— START Dataset —
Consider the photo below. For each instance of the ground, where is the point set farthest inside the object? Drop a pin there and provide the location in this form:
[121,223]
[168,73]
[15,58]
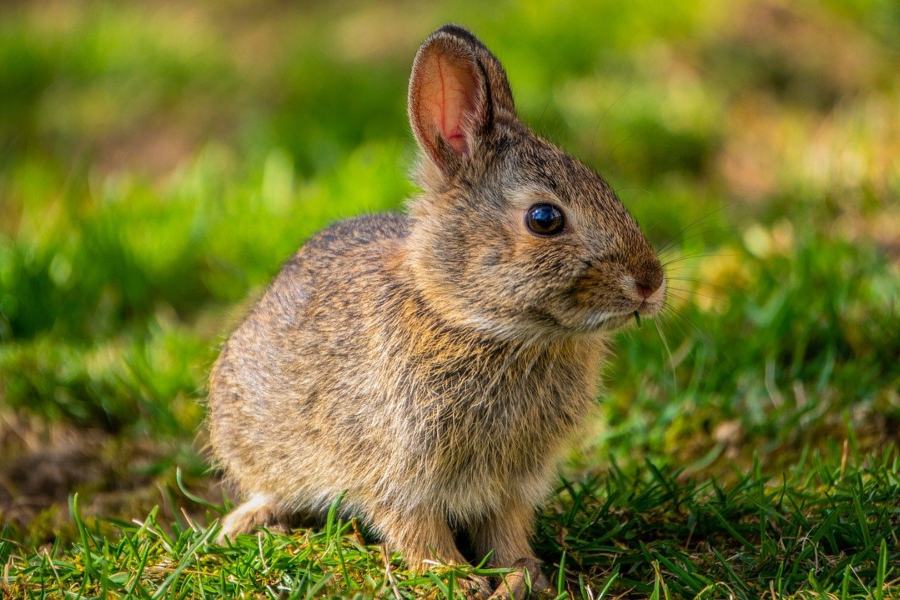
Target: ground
— END Dataset —
> **Given instruction**: Can you convert the records above into a Markdown table with the columns "Row" and "Line", one numbered row per line with blank lines skipped and the pictures left out?

> **Task answer**:
| Row | Line |
|---|---|
| 1 | Consider the photo below. For each instance of the ground, where is the point set farthest inside the object? Drop a pin there and provide the location in this form: |
| 2 | [121,223] |
| 3 | [168,73] |
| 4 | [15,58] |
| 5 | Target: ground |